--- Records shown ---

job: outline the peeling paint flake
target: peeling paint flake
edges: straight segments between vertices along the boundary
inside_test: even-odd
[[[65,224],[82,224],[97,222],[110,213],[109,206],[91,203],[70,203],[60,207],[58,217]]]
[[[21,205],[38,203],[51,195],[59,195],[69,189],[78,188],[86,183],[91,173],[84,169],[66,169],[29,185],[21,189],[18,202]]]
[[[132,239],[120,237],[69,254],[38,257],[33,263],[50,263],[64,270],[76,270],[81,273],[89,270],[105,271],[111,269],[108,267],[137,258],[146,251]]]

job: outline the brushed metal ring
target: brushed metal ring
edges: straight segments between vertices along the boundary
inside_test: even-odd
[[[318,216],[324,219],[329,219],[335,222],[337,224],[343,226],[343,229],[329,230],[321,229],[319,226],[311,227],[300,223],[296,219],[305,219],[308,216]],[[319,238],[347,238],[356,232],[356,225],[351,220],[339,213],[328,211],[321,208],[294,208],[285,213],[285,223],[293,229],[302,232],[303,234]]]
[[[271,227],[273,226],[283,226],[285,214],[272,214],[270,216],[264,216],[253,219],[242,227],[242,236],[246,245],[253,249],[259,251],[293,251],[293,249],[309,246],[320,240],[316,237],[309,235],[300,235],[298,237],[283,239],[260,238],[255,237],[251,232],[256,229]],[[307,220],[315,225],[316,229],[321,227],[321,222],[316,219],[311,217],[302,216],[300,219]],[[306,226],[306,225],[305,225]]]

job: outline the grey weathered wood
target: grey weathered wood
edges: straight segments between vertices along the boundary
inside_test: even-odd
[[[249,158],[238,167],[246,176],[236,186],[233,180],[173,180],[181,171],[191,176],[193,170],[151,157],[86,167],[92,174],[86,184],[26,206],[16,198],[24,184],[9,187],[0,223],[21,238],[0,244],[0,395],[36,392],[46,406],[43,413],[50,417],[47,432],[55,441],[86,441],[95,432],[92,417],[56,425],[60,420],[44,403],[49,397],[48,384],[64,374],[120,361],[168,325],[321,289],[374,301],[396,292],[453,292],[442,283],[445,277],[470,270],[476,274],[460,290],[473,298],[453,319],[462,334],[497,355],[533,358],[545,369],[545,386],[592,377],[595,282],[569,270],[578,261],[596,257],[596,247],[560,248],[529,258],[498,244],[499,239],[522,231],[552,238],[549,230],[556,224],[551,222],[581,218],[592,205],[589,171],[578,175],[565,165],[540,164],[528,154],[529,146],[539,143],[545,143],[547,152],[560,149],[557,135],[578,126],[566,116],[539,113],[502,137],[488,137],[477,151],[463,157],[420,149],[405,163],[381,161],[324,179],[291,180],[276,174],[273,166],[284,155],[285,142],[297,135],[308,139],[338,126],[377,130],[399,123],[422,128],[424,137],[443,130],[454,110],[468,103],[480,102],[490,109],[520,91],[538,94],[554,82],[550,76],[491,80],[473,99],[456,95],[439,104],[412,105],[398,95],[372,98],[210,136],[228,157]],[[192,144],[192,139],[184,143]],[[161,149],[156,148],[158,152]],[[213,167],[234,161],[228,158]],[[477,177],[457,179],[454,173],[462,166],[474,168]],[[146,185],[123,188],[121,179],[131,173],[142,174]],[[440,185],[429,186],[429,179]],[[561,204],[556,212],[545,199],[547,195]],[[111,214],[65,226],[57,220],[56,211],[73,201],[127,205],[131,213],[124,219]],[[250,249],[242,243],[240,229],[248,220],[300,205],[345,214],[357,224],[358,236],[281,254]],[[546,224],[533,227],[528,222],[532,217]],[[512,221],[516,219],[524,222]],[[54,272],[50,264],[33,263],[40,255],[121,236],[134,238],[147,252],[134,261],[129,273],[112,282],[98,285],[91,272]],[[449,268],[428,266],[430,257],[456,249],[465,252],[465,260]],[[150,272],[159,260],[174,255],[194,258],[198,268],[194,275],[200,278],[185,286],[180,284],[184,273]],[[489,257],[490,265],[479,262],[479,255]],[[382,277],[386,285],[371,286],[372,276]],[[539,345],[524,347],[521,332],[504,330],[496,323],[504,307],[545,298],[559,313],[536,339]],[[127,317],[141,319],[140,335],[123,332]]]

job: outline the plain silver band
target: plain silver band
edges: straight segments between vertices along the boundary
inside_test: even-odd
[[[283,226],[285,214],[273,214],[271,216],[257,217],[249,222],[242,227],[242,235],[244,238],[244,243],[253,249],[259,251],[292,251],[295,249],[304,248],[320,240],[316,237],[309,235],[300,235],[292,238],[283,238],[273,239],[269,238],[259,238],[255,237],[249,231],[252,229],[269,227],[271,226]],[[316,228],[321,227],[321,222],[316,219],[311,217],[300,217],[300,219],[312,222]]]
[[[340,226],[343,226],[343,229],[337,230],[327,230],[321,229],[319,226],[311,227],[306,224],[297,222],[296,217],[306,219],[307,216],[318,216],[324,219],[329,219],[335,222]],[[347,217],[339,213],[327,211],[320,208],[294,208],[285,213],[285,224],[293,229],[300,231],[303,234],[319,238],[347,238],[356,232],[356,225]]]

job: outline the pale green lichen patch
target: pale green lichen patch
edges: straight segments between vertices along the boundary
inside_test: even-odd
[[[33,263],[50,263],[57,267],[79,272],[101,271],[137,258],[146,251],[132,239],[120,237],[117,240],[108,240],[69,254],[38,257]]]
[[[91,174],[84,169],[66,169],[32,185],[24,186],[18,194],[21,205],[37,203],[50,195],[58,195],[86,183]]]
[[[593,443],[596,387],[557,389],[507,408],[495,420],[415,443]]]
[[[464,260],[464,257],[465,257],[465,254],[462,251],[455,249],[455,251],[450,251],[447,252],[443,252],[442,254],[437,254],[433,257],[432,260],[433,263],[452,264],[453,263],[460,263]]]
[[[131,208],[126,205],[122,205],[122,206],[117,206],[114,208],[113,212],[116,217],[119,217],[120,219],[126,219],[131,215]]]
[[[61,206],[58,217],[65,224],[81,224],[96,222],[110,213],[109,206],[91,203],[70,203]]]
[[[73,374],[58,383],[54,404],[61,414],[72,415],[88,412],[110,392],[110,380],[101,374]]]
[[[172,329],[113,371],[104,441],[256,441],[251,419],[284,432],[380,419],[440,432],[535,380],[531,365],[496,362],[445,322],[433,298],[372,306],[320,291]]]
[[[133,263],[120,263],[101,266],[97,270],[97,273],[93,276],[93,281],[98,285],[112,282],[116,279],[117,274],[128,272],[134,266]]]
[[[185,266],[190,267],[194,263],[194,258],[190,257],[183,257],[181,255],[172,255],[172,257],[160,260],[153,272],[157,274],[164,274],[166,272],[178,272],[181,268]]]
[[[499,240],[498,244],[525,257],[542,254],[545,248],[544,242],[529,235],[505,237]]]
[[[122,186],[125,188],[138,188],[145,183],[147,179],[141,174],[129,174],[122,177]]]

---

→ Stated task
Find each line in the entries above that contains the word "flake" and copy those lines.

→ Output of the task
job: outline the peeling paint flake
target: peeling paint flake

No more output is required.